I would like each line of the data that holds the word "wheel" copied out.

********

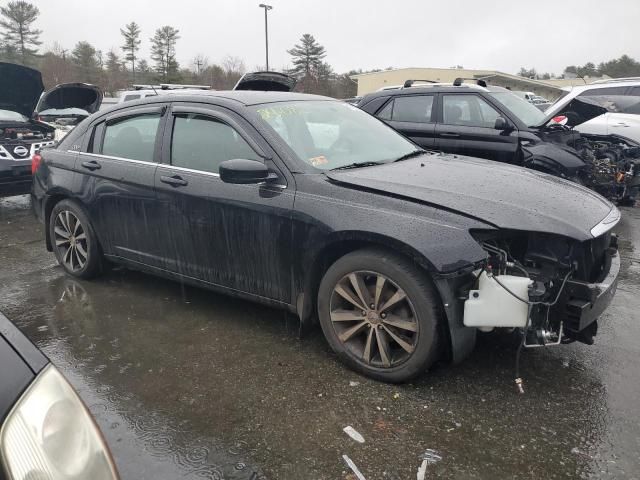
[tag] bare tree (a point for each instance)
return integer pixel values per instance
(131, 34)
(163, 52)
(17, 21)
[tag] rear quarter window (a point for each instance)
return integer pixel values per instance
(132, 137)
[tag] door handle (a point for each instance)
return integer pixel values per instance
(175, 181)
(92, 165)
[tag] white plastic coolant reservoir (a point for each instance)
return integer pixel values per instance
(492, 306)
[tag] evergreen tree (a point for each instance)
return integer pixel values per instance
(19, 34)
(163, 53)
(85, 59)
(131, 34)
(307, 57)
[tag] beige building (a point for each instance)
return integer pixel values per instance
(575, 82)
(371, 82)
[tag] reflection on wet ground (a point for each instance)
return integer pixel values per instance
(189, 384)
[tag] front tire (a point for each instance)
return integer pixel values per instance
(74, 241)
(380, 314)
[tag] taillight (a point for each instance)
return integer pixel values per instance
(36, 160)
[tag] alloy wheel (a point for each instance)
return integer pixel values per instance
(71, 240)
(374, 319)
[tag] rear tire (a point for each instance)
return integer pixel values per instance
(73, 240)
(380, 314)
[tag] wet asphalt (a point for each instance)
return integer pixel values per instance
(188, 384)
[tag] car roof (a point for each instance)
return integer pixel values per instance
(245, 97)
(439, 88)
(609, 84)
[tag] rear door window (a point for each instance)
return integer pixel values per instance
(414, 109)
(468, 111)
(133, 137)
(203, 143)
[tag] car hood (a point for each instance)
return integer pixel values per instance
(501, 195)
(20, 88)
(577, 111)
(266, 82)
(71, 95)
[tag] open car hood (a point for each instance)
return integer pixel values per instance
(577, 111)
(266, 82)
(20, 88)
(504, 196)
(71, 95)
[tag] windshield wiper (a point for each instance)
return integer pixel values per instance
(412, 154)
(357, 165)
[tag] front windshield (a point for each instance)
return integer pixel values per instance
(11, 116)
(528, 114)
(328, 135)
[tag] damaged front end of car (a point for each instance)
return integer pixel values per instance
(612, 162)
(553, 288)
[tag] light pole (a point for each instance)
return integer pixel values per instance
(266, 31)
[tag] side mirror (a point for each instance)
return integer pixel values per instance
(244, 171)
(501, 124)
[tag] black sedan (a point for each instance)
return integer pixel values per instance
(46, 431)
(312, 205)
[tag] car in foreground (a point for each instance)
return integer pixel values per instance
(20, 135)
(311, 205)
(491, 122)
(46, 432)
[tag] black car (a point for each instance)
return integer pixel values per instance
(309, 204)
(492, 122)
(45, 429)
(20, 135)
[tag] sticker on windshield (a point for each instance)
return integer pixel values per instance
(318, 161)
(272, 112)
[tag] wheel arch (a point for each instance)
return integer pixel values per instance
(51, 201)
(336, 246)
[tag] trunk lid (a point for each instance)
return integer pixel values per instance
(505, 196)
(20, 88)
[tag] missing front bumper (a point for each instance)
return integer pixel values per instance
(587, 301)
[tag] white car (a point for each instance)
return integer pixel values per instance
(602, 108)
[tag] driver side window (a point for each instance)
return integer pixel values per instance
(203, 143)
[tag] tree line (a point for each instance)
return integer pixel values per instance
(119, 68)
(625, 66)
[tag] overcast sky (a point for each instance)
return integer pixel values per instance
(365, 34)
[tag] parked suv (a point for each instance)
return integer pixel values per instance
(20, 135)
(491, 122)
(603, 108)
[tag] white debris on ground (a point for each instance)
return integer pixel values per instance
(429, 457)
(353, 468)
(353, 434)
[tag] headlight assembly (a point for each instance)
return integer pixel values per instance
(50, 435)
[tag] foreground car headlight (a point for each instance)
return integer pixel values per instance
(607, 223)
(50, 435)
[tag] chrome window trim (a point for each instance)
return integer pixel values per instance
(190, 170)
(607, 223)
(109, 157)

********

* **Answer space**
[tag] alloy wheel (a point for each instance)
[tag] wheel arch (a point for each instance)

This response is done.